* **Task requirements**:
Repeat the data exactly, please.

(Natural language region descriptions)
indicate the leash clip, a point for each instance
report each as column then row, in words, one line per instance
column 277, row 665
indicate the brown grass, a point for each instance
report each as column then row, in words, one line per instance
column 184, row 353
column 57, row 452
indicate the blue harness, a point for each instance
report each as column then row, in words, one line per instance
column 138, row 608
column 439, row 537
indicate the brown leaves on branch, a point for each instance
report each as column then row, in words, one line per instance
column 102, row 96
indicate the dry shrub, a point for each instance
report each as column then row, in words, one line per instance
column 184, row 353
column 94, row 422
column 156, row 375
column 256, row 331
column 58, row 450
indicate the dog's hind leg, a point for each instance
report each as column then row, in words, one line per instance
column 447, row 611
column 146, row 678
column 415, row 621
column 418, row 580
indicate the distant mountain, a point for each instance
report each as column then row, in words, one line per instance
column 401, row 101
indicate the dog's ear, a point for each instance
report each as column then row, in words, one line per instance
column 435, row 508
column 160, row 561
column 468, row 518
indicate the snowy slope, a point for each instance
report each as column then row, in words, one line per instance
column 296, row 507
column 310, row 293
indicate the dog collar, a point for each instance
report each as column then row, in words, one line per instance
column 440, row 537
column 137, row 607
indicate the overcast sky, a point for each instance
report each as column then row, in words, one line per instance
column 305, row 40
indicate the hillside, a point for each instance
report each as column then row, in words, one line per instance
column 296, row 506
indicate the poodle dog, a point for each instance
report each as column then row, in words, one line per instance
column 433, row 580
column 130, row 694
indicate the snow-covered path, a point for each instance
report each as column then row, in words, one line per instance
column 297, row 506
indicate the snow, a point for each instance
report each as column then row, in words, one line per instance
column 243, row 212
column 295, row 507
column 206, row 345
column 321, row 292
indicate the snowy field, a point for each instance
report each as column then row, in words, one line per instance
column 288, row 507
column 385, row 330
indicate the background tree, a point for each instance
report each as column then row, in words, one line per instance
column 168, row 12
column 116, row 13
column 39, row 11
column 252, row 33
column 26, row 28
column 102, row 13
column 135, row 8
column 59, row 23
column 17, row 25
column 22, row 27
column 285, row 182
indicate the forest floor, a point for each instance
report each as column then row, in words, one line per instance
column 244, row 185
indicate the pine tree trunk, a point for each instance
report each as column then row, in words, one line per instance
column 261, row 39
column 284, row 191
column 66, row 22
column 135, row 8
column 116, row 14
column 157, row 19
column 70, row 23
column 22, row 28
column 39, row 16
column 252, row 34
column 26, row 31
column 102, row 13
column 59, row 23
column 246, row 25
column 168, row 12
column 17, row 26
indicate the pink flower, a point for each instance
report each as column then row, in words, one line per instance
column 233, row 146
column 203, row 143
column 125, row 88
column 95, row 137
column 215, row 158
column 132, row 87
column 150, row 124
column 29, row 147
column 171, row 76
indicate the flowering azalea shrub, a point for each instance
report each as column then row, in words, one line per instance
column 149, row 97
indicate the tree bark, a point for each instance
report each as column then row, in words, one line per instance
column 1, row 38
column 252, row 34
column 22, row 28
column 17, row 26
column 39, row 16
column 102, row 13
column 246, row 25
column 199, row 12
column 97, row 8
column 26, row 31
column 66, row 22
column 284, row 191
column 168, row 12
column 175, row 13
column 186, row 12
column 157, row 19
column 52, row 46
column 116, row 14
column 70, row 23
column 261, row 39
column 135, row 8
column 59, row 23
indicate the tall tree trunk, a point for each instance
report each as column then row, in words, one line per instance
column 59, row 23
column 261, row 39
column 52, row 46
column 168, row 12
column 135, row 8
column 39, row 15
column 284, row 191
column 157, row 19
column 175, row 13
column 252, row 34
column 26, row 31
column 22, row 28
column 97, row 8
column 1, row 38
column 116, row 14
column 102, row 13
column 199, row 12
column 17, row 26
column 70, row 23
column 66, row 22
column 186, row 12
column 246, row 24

* **Solution for this problem**:
indicate the leash clip, a point for each instance
report each as column then row, in words, one line per instance
column 277, row 665
indicate the brown grass, a point for each instance
report each as column then row, in words, one line per instance
column 184, row 353
column 57, row 452
indicate the blue harness, a point for each instance
report each as column then row, in words, one line per instance
column 138, row 608
column 439, row 537
indicate the brown leaves on branch, a point for each instance
report each as column then row, in words, one line per instance
column 102, row 96
indicate the dry shrub, a point for each instance
report each as column then row, in words, one line per instance
column 184, row 353
column 94, row 422
column 156, row 375
column 256, row 331
column 58, row 450
indicate the dog's hind leg, a point for each instance
report each as column then row, in words, one line per instance
column 447, row 611
column 146, row 678
column 415, row 621
column 418, row 580
indicate the distant mountain, a point for each instance
report each as column then row, in words, one line per instance
column 401, row 101
indicate the dog's ear, a point for each instance
report each as column then row, in words, one line per instance
column 435, row 508
column 160, row 561
column 468, row 518
indicate the snowy slope, a point for each instance
report each as column then row, in words, one line per instance
column 296, row 507
column 310, row 293
indicate the dog collar, a point for each instance
report each as column then row, in words, one line per instance
column 440, row 537
column 137, row 607
indicate the overcast sky, a point for each instance
report each as column then row, in words, one line per instance
column 305, row 40
indicate the hillside, a point for each instance
report each as column then row, in words, one line per instance
column 296, row 506
indicate the poodle dog, a point for each instance
report each as column then row, in words, one line per instance
column 433, row 580
column 130, row 694
indicate the snow-covered path, a point for each instance
report each as column then row, in words, one line per instance
column 297, row 506
indicate the snow, a point for each instance
report each as column then row, in words, one line per instance
column 243, row 212
column 295, row 507
column 206, row 345
column 321, row 292
indicate the snowy field, a point for each instance
report each as column then row, in words, one line per instance
column 288, row 507
column 385, row 330
indicate the background tree, a point for each instance
report each as column then row, in words, one line per instance
column 168, row 12
column 116, row 13
column 39, row 11
column 252, row 33
column 26, row 28
column 102, row 13
column 135, row 8
column 59, row 23
column 17, row 25
column 22, row 27
column 285, row 182
indicate the forest floor, a point for each instance
report each as column then row, in words, one line per instance
column 244, row 185
indicate the pine tree trunk, a point for each instance
report each as column then row, in words, one line per instance
column 261, row 39
column 284, row 191
column 66, row 22
column 135, row 8
column 116, row 14
column 157, row 19
column 70, row 23
column 22, row 28
column 39, row 16
column 252, row 34
column 26, row 31
column 102, row 13
column 59, row 23
column 246, row 25
column 168, row 12
column 17, row 26
indicate the pink flower, a point for each instance
report each as column then row, in words, one line per instance
column 233, row 146
column 203, row 143
column 125, row 88
column 95, row 137
column 215, row 158
column 132, row 87
column 150, row 124
column 29, row 147
column 171, row 76
indicate the flowering azalea shrub, a point for each instance
report each as column then row, in words, one line per instance
column 149, row 97
indicate the tree bark, a point for each instance
report each as column then row, in words, one line per instance
column 1, row 38
column 252, row 34
column 22, row 28
column 17, row 26
column 39, row 16
column 102, row 13
column 246, row 25
column 199, row 12
column 97, row 8
column 26, row 31
column 66, row 22
column 284, row 191
column 168, row 12
column 175, row 13
column 186, row 12
column 157, row 19
column 52, row 46
column 116, row 14
column 70, row 23
column 261, row 39
column 135, row 8
column 59, row 23
indicate the tall tree trunk, a point for each instance
report each as column then row, in words, one line per instance
column 59, row 23
column 261, row 39
column 52, row 46
column 168, row 12
column 135, row 8
column 39, row 15
column 284, row 191
column 157, row 19
column 175, row 13
column 252, row 34
column 26, row 31
column 22, row 28
column 97, row 8
column 1, row 38
column 116, row 14
column 102, row 13
column 199, row 12
column 17, row 26
column 70, row 23
column 66, row 22
column 186, row 12
column 246, row 24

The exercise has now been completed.